All of the lines below should be output exactly as shown.

+++ INFORMATION

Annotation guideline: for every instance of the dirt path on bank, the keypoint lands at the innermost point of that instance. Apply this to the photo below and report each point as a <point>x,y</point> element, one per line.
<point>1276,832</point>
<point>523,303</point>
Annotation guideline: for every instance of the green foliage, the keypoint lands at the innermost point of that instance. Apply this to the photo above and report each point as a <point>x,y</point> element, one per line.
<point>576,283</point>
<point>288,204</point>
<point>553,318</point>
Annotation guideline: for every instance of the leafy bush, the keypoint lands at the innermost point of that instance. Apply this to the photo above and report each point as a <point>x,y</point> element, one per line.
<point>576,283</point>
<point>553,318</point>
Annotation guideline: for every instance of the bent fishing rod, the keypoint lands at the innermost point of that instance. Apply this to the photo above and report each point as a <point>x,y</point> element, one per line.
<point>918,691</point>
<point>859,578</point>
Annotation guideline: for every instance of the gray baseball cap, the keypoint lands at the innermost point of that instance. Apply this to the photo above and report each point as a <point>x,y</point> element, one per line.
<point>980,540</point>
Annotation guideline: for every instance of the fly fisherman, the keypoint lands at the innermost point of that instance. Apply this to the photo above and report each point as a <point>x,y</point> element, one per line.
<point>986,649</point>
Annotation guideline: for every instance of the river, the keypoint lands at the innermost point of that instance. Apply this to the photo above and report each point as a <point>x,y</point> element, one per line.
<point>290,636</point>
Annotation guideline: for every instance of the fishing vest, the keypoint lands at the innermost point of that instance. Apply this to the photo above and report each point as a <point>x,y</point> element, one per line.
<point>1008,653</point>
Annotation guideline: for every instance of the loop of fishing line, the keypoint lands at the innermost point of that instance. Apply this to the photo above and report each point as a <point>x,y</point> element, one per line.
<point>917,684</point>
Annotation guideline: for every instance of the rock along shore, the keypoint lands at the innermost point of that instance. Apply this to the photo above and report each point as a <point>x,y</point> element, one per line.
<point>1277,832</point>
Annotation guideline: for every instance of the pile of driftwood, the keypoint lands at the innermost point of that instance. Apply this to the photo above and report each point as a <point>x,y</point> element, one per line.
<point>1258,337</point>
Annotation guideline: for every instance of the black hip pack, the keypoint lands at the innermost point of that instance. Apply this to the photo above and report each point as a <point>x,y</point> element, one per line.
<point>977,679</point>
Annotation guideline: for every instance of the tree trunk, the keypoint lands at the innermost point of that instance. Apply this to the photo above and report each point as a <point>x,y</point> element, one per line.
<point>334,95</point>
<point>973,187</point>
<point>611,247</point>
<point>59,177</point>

++++++

PROBLEM SOLUTION
Annotation guideline: for every instance of the dirt path on bank, the keypoint lands at the innermost point of that instance. Apply this to the photo below and report each point as a <point>x,y</point> element, one per line.
<point>1276,832</point>
<point>523,303</point>
Annotation guideline: for every instance of the green foliage, the keypoint lands at the innermost point of that instance. Apply this to the photo above and report each point as a <point>x,y</point> element, one per line.
<point>576,283</point>
<point>288,204</point>
<point>553,318</point>
Annotation guideline: for every instance of the leafy bush, the keypoint lands at the innermost point of that instance. Apply this to the photo above and report each point as a <point>x,y</point> element, one per line.
<point>576,283</point>
<point>553,318</point>
Annotation guideline: for every instance of the bent fishing rod, the keypoint lands at the innermost point of that instance. Apply this to the photo above and report each point as a <point>x,y</point> element, one per line.
<point>918,691</point>
<point>859,578</point>
Annotation guideline: for every instance of the gray baseball cap, the keypoint lands at the innermost point of that instance. Apply this to the photo above and report each point as a <point>x,y</point> element, one per line.
<point>980,540</point>
Annotation guideline: for every instance of the fly fisherman, the keypoint lands at the innermost point of that instance. Apply this to the photo above and report each point as a <point>x,y</point> element, one per line.
<point>986,649</point>
Annotation guideline: for every instance of the river, the keypoint lands at the innermost point of that instance. Apply this to the photo above and report each point as a <point>x,y</point> element, one per line.
<point>290,636</point>
Annotation guideline: for every instance of the fishing vest, the keypoint lands at the innermost point of that instance. Apply this to the photo above and report each point as a <point>x,y</point> element, one per line.
<point>1008,653</point>
Annotation guideline: for every instance of the loop of fishing line, the keypoint lands at the innermost point of that instance. Apply this to the photo above and report each point as a <point>x,y</point> element, one per line.
<point>917,684</point>
Annotation guideline: for every instance of the rock along shore, the keypoint lands at the innermost point of that instance. Apply this to the photo above and report each point as a <point>x,y</point> element, one per line.
<point>1277,832</point>
Annotation guideline: for every instance of the pile of driftwood, the keypoint lands at the innermost point of that instance. Apply this to the photo above and report each point as a <point>x,y</point> element, one per line.
<point>1258,337</point>
Annotation guideline: for every instance of the black hip pack, the keypoint lands at the innermost point of that instance. Apply this to the photo above and report each point as a <point>x,y</point> element, one per line.
<point>977,679</point>
Annotation guideline: for every instance of the tree trunk, the keypoint lands at the innermost point of that instance. Apply this to the photo above and report each point as a <point>x,y</point> element, one per line.
<point>334,95</point>
<point>973,187</point>
<point>611,247</point>
<point>59,177</point>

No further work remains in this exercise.